Description of the task
Update the rows below, from the one containing "Task: where can the flag" through the end of the rows, replacing "flag pole" with "flagpole" and leaving everything else unchanged.

Extracted entries
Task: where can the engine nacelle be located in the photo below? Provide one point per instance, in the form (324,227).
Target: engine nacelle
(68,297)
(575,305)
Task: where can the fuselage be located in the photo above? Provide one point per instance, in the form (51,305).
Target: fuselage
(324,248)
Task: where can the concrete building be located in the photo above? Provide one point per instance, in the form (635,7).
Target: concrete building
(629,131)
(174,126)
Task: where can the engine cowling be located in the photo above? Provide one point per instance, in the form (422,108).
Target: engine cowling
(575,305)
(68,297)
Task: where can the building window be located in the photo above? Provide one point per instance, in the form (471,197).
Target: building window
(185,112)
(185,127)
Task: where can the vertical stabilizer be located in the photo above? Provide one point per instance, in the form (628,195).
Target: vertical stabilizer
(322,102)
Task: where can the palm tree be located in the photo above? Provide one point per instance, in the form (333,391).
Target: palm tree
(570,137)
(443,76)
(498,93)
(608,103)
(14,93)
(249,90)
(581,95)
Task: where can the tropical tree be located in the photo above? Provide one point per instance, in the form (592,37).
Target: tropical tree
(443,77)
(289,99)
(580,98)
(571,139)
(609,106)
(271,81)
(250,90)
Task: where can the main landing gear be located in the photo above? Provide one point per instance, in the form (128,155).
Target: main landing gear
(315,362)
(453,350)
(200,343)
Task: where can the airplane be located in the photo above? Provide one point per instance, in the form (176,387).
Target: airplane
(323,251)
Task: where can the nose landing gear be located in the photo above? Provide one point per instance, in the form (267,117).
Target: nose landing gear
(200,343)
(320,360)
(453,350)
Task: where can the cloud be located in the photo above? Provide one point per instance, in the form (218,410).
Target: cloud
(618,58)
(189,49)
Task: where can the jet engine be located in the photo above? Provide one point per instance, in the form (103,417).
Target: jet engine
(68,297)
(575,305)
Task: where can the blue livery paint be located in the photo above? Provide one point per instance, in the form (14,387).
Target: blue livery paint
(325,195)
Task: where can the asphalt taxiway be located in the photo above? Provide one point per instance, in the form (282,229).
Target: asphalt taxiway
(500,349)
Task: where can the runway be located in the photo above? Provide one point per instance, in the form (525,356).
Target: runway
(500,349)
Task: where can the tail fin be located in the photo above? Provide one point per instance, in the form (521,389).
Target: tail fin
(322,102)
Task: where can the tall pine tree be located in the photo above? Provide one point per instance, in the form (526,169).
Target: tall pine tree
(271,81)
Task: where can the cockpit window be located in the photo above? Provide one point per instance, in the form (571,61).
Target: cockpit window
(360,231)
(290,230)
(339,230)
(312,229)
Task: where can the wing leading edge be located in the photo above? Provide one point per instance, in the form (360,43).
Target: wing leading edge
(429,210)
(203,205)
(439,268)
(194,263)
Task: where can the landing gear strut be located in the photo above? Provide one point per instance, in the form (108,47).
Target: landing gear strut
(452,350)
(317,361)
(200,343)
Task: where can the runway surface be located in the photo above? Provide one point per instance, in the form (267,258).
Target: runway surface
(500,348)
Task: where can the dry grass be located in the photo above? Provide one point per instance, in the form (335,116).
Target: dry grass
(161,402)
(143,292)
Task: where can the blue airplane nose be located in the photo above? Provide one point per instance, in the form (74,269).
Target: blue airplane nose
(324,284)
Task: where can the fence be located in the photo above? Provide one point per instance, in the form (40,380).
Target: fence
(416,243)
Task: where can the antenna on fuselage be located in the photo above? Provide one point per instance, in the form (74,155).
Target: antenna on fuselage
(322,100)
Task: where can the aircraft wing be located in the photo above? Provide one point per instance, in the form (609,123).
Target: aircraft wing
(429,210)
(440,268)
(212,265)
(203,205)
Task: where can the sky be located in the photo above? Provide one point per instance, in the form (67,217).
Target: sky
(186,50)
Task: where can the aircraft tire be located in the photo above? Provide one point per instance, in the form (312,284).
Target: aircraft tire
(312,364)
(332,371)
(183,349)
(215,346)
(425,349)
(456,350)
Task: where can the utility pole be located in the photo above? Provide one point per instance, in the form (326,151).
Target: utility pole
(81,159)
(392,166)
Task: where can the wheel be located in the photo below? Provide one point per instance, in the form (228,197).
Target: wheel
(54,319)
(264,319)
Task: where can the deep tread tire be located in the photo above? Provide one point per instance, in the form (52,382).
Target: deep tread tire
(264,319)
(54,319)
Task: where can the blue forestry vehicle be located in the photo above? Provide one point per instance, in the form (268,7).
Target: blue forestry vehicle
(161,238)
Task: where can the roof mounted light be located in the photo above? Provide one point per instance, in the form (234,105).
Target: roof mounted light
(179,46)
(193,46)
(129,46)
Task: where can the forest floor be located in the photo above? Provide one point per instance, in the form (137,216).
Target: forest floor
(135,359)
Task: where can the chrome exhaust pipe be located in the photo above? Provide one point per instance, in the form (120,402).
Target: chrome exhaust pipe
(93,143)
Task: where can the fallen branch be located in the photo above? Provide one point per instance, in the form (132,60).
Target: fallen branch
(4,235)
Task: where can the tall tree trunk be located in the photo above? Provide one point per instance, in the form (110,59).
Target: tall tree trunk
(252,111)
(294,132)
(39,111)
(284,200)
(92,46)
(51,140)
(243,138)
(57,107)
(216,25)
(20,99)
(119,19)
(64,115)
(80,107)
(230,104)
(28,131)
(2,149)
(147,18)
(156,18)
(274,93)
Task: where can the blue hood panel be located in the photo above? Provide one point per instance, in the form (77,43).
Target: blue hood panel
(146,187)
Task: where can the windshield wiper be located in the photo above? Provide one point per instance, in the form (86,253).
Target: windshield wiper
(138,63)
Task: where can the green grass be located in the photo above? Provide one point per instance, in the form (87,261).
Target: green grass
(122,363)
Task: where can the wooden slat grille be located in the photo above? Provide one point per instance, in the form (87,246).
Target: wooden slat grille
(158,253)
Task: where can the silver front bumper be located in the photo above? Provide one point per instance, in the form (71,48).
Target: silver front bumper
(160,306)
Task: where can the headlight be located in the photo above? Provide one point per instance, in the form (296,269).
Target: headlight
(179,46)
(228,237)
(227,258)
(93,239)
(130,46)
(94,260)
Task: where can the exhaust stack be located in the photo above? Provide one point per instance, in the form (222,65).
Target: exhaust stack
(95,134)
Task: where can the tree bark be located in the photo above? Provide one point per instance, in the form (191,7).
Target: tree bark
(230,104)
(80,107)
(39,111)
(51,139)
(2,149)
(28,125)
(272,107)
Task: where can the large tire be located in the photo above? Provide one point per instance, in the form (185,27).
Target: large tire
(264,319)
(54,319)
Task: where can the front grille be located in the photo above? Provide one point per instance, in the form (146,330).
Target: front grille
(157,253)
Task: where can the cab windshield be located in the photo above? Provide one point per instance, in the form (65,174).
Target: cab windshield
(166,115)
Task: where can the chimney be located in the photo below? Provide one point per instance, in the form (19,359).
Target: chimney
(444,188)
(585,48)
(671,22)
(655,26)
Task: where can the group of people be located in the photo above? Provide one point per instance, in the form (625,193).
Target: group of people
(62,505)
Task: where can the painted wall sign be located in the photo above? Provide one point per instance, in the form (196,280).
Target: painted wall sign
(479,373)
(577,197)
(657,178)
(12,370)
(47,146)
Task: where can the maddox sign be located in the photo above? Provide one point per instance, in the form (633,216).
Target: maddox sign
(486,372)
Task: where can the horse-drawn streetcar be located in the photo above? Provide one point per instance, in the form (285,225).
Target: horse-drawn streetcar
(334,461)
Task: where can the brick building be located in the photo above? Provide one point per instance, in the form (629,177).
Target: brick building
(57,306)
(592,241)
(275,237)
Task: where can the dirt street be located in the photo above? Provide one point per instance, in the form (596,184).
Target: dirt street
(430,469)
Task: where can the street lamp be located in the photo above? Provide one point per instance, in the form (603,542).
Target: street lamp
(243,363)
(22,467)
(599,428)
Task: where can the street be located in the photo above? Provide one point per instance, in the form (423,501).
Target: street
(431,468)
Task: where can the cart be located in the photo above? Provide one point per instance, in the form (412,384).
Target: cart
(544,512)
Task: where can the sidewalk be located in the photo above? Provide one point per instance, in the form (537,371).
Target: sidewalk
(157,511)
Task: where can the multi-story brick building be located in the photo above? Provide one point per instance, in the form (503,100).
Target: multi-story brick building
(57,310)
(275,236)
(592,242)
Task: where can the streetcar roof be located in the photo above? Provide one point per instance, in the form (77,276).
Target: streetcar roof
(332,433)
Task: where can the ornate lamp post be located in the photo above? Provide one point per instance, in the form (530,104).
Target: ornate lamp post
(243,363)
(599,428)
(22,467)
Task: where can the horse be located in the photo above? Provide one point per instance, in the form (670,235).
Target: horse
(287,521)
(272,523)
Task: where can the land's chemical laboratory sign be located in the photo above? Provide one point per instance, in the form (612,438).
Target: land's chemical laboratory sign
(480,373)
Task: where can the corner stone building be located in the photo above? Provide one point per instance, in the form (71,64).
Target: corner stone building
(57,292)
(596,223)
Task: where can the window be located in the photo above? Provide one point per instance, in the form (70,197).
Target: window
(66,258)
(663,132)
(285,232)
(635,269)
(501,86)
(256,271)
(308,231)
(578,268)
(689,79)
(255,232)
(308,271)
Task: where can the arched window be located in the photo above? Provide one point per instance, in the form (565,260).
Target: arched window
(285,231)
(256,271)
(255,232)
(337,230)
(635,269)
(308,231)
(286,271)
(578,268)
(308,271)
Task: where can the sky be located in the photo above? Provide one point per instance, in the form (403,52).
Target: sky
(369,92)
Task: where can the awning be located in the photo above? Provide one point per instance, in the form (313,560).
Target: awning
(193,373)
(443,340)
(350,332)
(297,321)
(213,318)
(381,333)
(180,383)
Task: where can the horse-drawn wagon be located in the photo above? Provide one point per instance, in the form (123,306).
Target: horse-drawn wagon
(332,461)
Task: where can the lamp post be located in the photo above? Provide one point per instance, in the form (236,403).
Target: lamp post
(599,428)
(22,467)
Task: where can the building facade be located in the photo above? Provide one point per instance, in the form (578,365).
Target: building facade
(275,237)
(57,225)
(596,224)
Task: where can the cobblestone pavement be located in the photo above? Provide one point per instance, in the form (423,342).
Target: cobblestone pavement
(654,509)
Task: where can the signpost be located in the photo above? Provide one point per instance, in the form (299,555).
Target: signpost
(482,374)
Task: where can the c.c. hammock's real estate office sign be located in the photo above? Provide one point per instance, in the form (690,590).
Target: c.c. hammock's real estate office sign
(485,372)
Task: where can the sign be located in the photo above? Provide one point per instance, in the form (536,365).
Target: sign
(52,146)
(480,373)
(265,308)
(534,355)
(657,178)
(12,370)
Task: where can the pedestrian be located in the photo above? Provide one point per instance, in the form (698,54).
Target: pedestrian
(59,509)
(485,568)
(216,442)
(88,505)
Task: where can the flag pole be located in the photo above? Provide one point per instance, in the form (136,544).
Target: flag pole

Final result
Task: where can the flagpole be located in the photo above? Provide one point per instance, in the form (136,544).
Target: flagpole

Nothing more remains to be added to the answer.